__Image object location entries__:
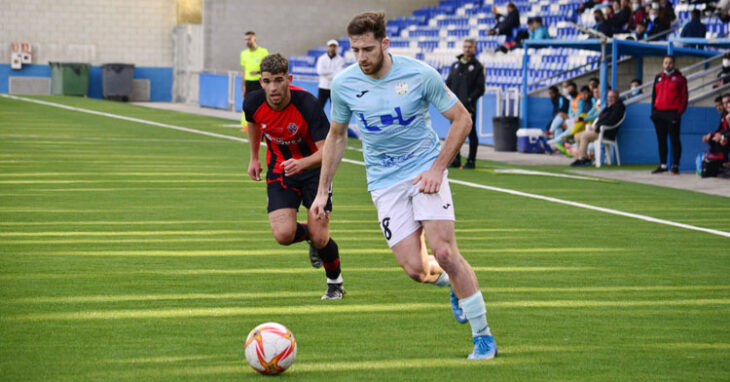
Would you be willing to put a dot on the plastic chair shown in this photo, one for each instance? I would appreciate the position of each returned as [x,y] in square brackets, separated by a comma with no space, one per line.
[608,145]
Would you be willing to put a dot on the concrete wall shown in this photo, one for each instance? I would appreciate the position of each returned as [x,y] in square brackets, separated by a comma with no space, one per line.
[290,27]
[92,31]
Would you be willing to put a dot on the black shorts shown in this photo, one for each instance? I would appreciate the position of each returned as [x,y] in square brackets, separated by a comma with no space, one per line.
[290,192]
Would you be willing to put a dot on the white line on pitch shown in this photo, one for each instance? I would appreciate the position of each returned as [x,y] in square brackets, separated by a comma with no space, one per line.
[468,184]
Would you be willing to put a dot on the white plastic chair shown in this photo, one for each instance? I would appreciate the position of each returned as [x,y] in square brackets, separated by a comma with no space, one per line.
[607,145]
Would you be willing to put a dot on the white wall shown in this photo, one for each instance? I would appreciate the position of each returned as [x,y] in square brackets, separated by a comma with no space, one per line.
[93,31]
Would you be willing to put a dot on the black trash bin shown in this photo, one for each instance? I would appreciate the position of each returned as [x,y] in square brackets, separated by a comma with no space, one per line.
[116,81]
[505,133]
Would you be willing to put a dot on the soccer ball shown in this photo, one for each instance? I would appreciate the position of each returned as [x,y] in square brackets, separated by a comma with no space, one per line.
[270,348]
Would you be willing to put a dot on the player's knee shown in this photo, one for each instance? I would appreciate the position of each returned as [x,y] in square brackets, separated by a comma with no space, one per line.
[418,275]
[284,237]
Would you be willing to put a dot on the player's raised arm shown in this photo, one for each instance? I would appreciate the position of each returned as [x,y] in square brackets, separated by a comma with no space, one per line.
[460,127]
[254,140]
[332,152]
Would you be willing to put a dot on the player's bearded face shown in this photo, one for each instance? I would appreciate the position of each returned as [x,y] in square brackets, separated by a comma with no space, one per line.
[369,52]
[276,87]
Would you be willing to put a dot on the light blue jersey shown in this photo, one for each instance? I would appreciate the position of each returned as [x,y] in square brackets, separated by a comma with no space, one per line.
[392,113]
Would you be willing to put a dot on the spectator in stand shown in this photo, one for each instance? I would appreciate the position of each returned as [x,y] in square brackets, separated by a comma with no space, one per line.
[621,17]
[668,101]
[639,13]
[635,91]
[570,92]
[560,110]
[656,24]
[694,28]
[466,81]
[505,23]
[724,76]
[576,123]
[602,25]
[641,33]
[594,83]
[609,116]
[328,65]
[718,139]
[537,30]
[667,11]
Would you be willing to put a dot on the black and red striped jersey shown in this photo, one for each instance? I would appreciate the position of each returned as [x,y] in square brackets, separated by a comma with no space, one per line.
[291,132]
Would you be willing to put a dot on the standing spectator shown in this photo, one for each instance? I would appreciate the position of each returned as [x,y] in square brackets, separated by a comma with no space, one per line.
[466,80]
[251,63]
[560,110]
[505,23]
[668,101]
[694,28]
[328,65]
[724,76]
[639,13]
[602,25]
[609,116]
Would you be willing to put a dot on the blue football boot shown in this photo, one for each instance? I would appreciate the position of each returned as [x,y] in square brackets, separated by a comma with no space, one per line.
[484,347]
[458,312]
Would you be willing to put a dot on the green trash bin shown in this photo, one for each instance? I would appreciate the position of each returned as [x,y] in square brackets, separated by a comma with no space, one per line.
[69,78]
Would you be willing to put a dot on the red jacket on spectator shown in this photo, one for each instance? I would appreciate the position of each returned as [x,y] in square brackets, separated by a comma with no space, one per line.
[670,92]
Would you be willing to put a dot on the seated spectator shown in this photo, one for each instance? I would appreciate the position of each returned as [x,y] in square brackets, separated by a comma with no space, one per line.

__Given request__: Repeat exactly the lines above, starting with the line that contains "Would you be willing to put a dot on the blue" and ending with the last line, both included, and nothing else.

__Task answer__:
Would you be willing to put a dot on the blue football boot shown in this photo, one for each instance? I would appreciate the position of each returned as [x,y] in square brackets, separated by a comma with no space, one per line.
[484,347]
[458,312]
Would you be willing to put a dot on the green trash bin shown in this photo, one for each instance? I would appreciate the position of each returned as [x,y] in square brackets, separated by a comma with no space, one per line.
[69,78]
Would you be willing to put a dot on the red jacket on spectator shown in this photo, one for each instance? I would appreciate the position of each returned as [x,y] in square brackets, separated by a comma with no space, one per line.
[670,92]
Would you be willing to put a dot on the seated spectator shown in this photo, one for each instance? I would appreciate the position of each returned as [x,y] in square brackets, separated by a comma with no space, one per line.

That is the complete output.